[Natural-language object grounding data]
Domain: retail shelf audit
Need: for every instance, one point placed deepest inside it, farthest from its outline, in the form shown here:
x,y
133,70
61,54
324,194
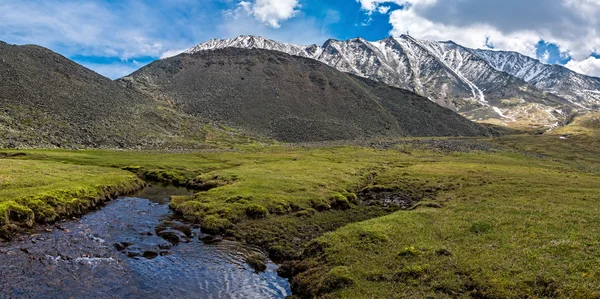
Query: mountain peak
x,y
448,73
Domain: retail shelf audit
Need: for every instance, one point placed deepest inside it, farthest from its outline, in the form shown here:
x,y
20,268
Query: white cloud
x,y
513,25
406,21
372,5
589,66
545,57
383,9
271,12
171,53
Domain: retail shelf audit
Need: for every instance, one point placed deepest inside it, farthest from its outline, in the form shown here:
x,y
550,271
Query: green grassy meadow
x,y
518,221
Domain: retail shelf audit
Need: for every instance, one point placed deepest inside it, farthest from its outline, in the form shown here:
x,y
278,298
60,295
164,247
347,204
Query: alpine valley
x,y
249,168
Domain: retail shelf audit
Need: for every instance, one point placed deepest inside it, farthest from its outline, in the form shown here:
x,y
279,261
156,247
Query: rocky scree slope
x,y
291,98
483,85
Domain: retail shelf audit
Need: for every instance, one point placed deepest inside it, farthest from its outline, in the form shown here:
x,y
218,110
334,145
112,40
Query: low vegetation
x,y
46,191
513,217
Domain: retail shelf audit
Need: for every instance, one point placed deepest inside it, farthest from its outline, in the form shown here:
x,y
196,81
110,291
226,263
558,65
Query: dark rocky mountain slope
x,y
291,98
47,100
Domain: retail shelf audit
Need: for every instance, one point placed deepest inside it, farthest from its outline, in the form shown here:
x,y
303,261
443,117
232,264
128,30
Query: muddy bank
x,y
134,247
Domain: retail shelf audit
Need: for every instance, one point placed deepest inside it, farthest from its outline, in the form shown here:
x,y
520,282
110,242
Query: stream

▶ **TASK DETAILS**: Hand back the data above exactly, leaving out all pictures.

▶ **YOUR RESPONSE**:
Domain: retail shelf audit
Need: for every instance, one point placed deepest inside it, farthest from its outline, in the form shown here:
x,y
133,70
61,54
324,194
Query: mountain peak
x,y
448,73
Domain: retail shelf audit
Need: for every instance, one point placed deepest inside it, farthest from its outline, in the form shown here:
x,y
20,268
Query: white cloud
x,y
513,25
406,21
372,5
589,66
545,57
383,9
271,12
171,53
Domain: retail shelf audit
Need: for every instance, one point placed deepest inside it, farthest from its outline, in the form shown here:
x,y
550,271
Query: green grassy meadow
x,y
518,221
Domain: retail shelf audit
Need: for every instance, one point placed deepest inside it, farthest from its outline, in the form shown here:
x,y
278,298
60,295
164,247
347,204
Query: alpine valley
x,y
249,168
Domain: retail shelf audit
Need: for every instance, one point placed deepest inside it, farthest from its outline, in the form shown here:
x,y
279,261
156,247
Query: rocky scree slope
x,y
291,98
483,85
Domain: retail shelf audit
Need: for every instance, one point placed deepest inside it, farthest from its outline, in the form shown here:
x,y
218,110
334,145
112,40
Query: low vegetation
x,y
46,191
513,217
Domain: retail shelf audit
Need: for every instance, one point placed deepest inside it, farthest from its outline, in the form shown here:
x,y
196,81
110,291
226,263
558,65
Query: dark rocky mountain slope
x,y
291,98
47,100
Domain: retail shelf audit
Need: for every instance, one point placed deepest inside it, farthest from its outline, in the form shown here:
x,y
303,261
443,117
232,264
128,30
Query: muddy bank
x,y
134,247
Domain: retail shelf audit
Need: for every instance, one point placed deepest inside it, farthest from its outline, in the form shown here:
x,y
520,282
110,242
Query: stream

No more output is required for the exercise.